Rewrite the material below as a numbered list, skipping any blank lines.
--- start of DATA LISTING ---
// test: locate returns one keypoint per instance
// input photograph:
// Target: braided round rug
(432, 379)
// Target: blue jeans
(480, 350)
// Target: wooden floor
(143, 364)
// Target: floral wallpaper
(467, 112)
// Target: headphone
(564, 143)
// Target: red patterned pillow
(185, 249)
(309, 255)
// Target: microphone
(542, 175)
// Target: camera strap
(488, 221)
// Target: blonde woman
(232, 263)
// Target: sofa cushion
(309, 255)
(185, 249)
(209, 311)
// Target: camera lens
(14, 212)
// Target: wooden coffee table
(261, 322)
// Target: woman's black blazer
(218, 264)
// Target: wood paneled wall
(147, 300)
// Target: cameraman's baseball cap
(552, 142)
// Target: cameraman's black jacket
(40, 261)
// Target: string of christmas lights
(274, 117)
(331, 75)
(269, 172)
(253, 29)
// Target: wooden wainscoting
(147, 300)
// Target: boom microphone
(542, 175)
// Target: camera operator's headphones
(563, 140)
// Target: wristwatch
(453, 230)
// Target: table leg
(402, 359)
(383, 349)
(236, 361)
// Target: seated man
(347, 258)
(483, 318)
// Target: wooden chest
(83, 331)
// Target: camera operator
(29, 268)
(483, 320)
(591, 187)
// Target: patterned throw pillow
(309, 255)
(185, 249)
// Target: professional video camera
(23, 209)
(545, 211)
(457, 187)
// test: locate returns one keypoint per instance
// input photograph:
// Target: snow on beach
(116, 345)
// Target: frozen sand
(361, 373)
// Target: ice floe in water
--- end of DATA LISTING ---
▸ FULL SOLUTION:
1. // test: locate returns one keypoint per instance
2. // input photograph:
3. // Target: braided round rug
4. (432, 379)
5. // Target: blue jeans
6. (480, 350)
7. // Target: wooden floor
8. (143, 364)
9. // Target: floral wallpaper
10. (467, 112)
11. // Target: headphone
12. (564, 143)
13. // Target: red patterned pillow
14. (185, 249)
15. (309, 255)
16. // Target: microphone
17. (542, 175)
18. // Target: camera strap
19. (488, 221)
20. // Target: blonde woman
21. (232, 263)
22. // Target: sofa cushion
23. (309, 255)
24. (185, 249)
25. (209, 311)
26. // Target: camera lens
27. (14, 212)
28. // Target: wooden coffee table
29. (261, 322)
30. // Target: woman's black blazer
31. (218, 264)
32. // Target: wood paneled wall
33. (147, 300)
34. // Target: cameraman's baseball cap
35. (552, 142)
36. // Target: cameraman's black jacket
37. (40, 261)
38. // Target: string of christmas lights
39. (274, 117)
40. (331, 75)
41. (269, 172)
42. (253, 29)
43. // Target: wooden wainscoting
44. (147, 300)
45. // Target: boom microphone
46. (542, 175)
47. // Target: camera operator's headphones
48. (563, 140)
49. // Target: wristwatch
50. (453, 230)
51. // Target: table leg
52. (402, 359)
53. (383, 349)
54. (236, 361)
55. // Target: seated man
56. (347, 258)
57. (483, 318)
58. // Target: wooden chest
59. (83, 331)
60. // Target: camera operator
61. (29, 268)
62. (483, 320)
63. (591, 187)
64. // Target: patterned throw pillow
65. (309, 255)
66. (185, 249)
67. // Target: professional video camera
68. (23, 209)
69. (545, 211)
70. (457, 187)
71. // test: locate returns one keypoint per instance
72. // input photograph:
73. // Target: snow on beach
74. (116, 345)
75. // Target: frozen sand
76. (361, 373)
77. // Target: ice floe in water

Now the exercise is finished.